---- PROVIDED MATERIAL
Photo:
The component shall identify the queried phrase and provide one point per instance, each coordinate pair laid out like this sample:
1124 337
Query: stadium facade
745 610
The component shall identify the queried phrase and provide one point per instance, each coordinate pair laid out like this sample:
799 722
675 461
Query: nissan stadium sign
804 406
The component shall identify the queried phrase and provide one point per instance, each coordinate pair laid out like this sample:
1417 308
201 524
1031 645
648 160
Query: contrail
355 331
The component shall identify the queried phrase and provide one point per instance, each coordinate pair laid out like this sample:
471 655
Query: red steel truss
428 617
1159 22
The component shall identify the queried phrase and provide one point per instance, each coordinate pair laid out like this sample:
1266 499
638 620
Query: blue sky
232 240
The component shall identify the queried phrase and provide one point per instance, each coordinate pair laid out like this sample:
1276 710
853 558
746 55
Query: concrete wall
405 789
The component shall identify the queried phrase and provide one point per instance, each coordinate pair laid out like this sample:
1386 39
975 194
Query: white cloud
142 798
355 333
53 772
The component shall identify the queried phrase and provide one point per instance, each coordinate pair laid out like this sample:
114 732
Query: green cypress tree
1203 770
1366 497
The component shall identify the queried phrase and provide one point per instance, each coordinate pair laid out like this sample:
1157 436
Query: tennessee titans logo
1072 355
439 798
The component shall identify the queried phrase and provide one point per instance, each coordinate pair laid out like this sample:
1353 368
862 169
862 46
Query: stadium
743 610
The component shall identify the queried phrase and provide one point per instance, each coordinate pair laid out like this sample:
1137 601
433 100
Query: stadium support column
--------
Count the lines in the listing above that contain the string "stadium", with case counting. Give only the number.

COMPLETE ANSWER: 4